Work request — Copy every line that contains the string "carton" from the entries below.

Referring expression pointing data:
● ● ● ● ● ● ●

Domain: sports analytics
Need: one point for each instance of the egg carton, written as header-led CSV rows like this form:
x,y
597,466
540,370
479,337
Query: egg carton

● ● ● ● ● ● ●

Solution to this task —
Need: one point for each instance of the egg carton, written as header-led CSV rows like this form:
Query: egg carton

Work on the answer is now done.